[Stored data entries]
☆ ☆ ☆ ☆ ☆
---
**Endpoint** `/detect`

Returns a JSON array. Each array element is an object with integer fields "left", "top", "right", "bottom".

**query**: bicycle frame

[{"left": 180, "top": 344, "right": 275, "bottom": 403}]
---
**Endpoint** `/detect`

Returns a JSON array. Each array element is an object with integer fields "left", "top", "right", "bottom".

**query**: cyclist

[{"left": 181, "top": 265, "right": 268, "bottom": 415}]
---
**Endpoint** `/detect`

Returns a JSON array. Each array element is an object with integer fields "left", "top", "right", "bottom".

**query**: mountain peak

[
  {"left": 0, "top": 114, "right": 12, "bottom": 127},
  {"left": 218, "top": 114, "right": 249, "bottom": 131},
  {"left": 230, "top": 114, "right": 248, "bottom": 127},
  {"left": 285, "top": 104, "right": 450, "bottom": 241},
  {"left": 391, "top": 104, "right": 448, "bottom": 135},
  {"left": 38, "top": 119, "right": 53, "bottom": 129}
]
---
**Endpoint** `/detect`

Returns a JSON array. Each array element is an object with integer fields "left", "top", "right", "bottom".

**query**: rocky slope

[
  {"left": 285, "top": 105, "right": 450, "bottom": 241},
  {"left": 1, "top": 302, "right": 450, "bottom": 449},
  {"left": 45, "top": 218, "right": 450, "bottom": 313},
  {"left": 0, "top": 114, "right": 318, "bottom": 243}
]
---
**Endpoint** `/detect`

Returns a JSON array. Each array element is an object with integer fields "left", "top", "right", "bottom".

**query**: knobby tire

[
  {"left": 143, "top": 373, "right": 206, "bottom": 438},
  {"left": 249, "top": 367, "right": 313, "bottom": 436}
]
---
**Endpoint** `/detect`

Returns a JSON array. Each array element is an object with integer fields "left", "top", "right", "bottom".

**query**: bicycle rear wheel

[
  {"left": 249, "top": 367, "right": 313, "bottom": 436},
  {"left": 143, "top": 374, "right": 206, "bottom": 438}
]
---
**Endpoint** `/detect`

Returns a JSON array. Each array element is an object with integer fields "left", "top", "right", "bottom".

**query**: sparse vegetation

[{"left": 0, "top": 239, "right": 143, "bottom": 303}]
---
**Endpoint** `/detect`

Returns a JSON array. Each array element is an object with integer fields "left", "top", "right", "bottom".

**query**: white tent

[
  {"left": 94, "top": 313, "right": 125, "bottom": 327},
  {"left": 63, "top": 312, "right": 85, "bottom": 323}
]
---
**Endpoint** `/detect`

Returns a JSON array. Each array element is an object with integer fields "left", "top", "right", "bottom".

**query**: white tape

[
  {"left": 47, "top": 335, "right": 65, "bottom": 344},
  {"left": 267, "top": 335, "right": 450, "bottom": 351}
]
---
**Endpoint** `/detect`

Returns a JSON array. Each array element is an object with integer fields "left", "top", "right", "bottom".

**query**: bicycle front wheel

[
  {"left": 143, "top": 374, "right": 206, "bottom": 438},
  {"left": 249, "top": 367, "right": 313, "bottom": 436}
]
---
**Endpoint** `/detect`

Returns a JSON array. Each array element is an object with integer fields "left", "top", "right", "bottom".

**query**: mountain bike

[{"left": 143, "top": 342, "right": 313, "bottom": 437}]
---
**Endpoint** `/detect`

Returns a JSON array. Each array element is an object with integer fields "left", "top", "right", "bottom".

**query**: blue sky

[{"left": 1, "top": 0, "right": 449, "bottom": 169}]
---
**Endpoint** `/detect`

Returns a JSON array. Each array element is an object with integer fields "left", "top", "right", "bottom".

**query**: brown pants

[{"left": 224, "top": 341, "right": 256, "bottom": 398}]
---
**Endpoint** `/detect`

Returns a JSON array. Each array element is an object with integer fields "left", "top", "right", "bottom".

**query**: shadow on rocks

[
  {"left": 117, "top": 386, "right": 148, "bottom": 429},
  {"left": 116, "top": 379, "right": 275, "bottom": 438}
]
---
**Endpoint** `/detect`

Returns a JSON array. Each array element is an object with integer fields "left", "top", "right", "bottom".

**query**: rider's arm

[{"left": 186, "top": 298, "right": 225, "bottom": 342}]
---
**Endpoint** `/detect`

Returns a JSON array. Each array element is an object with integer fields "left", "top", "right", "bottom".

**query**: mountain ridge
☆ ☆ ☆ ☆ ☆
# Task instructions
An exact repeat of all the entries above is required.

# Task response
---
**Endpoint** `/detect`

Returns a JSON array. Each array element is an object with integer fields "left", "top", "right", "bottom".

**query**: bicycle frame

[{"left": 180, "top": 344, "right": 275, "bottom": 403}]
---
**Endpoint** `/detect`

Returns a JSON array. Each array element is an object with integer fields "left", "top", "right", "bottom".

**query**: cyclist

[{"left": 181, "top": 265, "right": 268, "bottom": 415}]
---
**Endpoint** `/detect`

Returns a JSON array. Each array element is an object with integer fields "left", "top", "right", "bottom".

**query**: mountain peak

[
  {"left": 0, "top": 114, "right": 12, "bottom": 127},
  {"left": 218, "top": 114, "right": 249, "bottom": 131},
  {"left": 230, "top": 114, "right": 248, "bottom": 127},
  {"left": 285, "top": 104, "right": 450, "bottom": 241},
  {"left": 391, "top": 104, "right": 448, "bottom": 135},
  {"left": 38, "top": 119, "right": 53, "bottom": 129}
]
---
**Endpoint** `/detect`

Returns a JSON array. Each array element is an object with integer fields "left", "top", "right", "bottom".

**query**: rocky slope

[
  {"left": 285, "top": 105, "right": 450, "bottom": 241},
  {"left": 1, "top": 302, "right": 450, "bottom": 449},
  {"left": 45, "top": 218, "right": 450, "bottom": 313},
  {"left": 0, "top": 114, "right": 318, "bottom": 243}
]
---
**Endpoint** `/detect`

Returns a JSON array. Each array element is an object with integer fields "left", "top", "right", "bottom".

**query**: knobby tire

[
  {"left": 143, "top": 373, "right": 206, "bottom": 438},
  {"left": 249, "top": 367, "right": 313, "bottom": 436}
]
---
**Endpoint** `/detect`

Returns a JSON array. Each array element is an object with integer fields "left", "top", "right", "bottom".

**query**: bicycle rear wheel

[
  {"left": 249, "top": 367, "right": 313, "bottom": 436},
  {"left": 143, "top": 374, "right": 206, "bottom": 438}
]
---
**Endpoint** `/detect`

Returns a JSON array. Each array element is an object with integer fields "left", "top", "right", "bottom".

**query**: sparse vegetation

[{"left": 0, "top": 239, "right": 143, "bottom": 303}]
---
**Endpoint** `/detect`

Returns a JSON array. Each array element is an object with integer fields "left", "top", "right", "bottom".

**query**: white tent

[
  {"left": 94, "top": 313, "right": 125, "bottom": 327},
  {"left": 63, "top": 312, "right": 85, "bottom": 323}
]
---
**Endpoint** `/detect`

Returns a JSON array. Each array element is an object with integer fields "left", "top", "right", "bottom".

**query**: white tape

[
  {"left": 47, "top": 335, "right": 65, "bottom": 344},
  {"left": 267, "top": 335, "right": 450, "bottom": 351}
]
---
**Endpoint** `/detect`

Returns a JSON array. Each array element is an object with integer fields "left", "top", "right", "bottom".

**query**: bicycle front wheel

[
  {"left": 143, "top": 374, "right": 206, "bottom": 438},
  {"left": 249, "top": 367, "right": 313, "bottom": 436}
]
---
**Endpoint** `/detect`

Returns a JSON array. Each array element is an object with integer fields "left", "top", "right", "bottom".

**query**: mountain bike

[{"left": 143, "top": 342, "right": 313, "bottom": 437}]
---
**Endpoint** `/detect`

Returns a JSON array. Each array element is an object with integer fields "left", "top", "right", "bottom".

**query**: blue sky

[{"left": 1, "top": 0, "right": 449, "bottom": 169}]
---
**Endpoint** `/detect`

Returns a JSON array. Each array element is an object with integer fields "left", "top", "right", "bottom".

**query**: brown pants

[{"left": 224, "top": 341, "right": 256, "bottom": 398}]
---
**Endpoint** `/detect`

Returns a JSON array. Each array element is an object with integer fields "left", "top", "right", "bottom".

**query**: shadow on rocks

[
  {"left": 117, "top": 386, "right": 148, "bottom": 429},
  {"left": 116, "top": 379, "right": 275, "bottom": 438}
]
---
**Endpoint** `/detect`

Returns a JSON array. Each array element is an object with integer fields "left", "top", "right", "bottom".

**query**: rider's arm

[{"left": 186, "top": 298, "right": 225, "bottom": 342}]
---
**Endpoint** `/detect`

Returns a JSON array. Each array element is an object with integer fields "left", "top", "right", "bottom".

**query**: mountain ridge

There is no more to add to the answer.